# [PAGE EXTRACT]
==============================

On the first day of Christmas break, I got really sick for an extremely short amount of time. My wife and I had been driving all day to trade gifts with friends, then to her parents' house, where we were going to spend the first of two Christmases. After doing some last minute shopping, I got a really bad chill while walking through her parents' garage. I hurried inside and bundled up in a blanket, but it didn’t get any better. Eventually I collected a hefty pile of four or five blankets and that started to help. I had been feeling perfectly fine an hour before, and now I had a fever of 102°F.

It wasn’t how I wanted to spend my Christmas and, thankfully, by the next day I was mostly back to normal. The fever was gone in less than 24 hours. But, the sudden onset of such severe symptoms struck me as deeply strange. In fact, it felt more like how things work in video games than how I usually get sick in real-life.

Stardew Valley character mining with a pickaxe

Specifically, it reminded me of how things work inStardew Valley. In ConcernedApe’s modern classic, your jack-of-all-trades farmer can spend all their days in the mines if they want to, looking for loot and fighting monsters. But, if you stay past a certain time, your farmer will collapse and wake up at home the next morning with a note in the mailbox explaining that a concerned neighbor found you and brought you home. The idea is that, if you work too hard for too long, your body will take matters into its own hands and just shut down — even if you’re surrounded by dangerous monsters.

==============================

# [GIVEN INFORMATION]

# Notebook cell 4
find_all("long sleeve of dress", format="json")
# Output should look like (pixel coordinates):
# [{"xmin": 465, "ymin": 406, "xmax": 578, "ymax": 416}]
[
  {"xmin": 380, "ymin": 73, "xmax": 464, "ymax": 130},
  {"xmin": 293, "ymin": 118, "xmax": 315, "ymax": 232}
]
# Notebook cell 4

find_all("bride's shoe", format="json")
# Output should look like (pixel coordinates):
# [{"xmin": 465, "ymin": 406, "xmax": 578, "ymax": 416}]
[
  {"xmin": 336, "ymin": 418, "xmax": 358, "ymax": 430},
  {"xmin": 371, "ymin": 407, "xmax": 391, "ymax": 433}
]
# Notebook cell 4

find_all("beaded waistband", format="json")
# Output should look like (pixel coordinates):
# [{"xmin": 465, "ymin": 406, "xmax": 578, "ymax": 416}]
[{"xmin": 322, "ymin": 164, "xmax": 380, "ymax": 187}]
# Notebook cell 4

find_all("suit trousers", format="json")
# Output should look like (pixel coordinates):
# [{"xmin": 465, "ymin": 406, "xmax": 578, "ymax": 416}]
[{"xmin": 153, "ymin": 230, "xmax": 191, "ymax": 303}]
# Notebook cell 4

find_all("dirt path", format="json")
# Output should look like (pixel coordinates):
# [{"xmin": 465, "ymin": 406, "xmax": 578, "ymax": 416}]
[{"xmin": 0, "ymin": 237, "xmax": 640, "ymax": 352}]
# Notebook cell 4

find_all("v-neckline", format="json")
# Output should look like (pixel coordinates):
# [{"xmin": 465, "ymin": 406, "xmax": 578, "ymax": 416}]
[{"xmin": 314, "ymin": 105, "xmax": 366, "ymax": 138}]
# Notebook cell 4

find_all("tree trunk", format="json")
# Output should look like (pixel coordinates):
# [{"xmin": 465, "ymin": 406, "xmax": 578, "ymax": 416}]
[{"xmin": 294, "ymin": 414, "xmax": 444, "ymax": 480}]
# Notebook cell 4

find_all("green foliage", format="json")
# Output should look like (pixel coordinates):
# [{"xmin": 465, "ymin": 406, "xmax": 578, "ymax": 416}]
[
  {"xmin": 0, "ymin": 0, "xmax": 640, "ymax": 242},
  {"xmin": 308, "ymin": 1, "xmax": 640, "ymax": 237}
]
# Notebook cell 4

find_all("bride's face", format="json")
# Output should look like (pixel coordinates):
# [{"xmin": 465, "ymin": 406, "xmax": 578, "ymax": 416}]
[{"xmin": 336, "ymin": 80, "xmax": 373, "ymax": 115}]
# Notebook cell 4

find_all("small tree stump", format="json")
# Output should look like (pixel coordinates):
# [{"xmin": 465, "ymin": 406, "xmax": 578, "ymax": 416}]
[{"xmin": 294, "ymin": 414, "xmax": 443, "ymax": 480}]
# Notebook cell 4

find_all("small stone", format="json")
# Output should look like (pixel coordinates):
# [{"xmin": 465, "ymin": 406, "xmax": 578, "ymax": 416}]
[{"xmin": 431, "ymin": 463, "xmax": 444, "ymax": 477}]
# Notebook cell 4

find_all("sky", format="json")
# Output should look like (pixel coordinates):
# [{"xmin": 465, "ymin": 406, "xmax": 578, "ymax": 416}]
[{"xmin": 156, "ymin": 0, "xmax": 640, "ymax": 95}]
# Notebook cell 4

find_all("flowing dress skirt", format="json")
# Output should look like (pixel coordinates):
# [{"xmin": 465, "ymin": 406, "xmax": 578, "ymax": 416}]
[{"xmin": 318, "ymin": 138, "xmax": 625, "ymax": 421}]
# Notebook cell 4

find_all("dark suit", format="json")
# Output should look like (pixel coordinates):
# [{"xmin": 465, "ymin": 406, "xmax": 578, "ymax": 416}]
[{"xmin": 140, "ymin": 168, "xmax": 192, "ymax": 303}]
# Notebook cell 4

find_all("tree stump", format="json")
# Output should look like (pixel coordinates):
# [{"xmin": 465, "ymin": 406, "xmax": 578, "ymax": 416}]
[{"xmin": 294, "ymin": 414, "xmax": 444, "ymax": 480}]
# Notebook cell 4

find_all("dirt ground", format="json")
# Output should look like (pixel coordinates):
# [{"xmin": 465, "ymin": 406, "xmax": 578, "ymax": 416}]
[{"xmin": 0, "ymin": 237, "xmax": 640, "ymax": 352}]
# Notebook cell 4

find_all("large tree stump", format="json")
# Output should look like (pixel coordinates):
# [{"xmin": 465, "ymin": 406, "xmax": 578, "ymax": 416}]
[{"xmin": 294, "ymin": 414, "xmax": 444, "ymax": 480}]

==============================

# [ABOUT THIS EXERCISE]
In the essay about falling sick over Christmas break, what happens in Stardew Valley to a farmer who stays in the mines past a certain time?

# [EXERCISE ANSWER]
The farmer collapses and wakes up at home the next morning, with a note in the mailbox explaining that a concerned neighbor found them and brought them home.